→ **The exercise**: Return every line of the items below that contains the word "query", matching case exactly.
--- Stored rows ---
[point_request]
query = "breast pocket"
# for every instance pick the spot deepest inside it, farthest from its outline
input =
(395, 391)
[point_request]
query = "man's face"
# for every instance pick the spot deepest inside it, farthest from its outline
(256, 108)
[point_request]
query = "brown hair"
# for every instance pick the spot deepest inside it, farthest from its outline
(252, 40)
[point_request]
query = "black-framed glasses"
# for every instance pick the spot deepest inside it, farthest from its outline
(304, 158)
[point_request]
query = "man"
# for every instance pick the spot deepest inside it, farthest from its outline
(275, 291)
---
--- Stored rows ---
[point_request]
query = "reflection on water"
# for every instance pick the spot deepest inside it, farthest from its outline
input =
---
→ **Task answer**:
query = "breast pocket"
query = "man's face"
query = "brown hair"
query = "black-framed glasses"
query = "man"
query = "reflection on water"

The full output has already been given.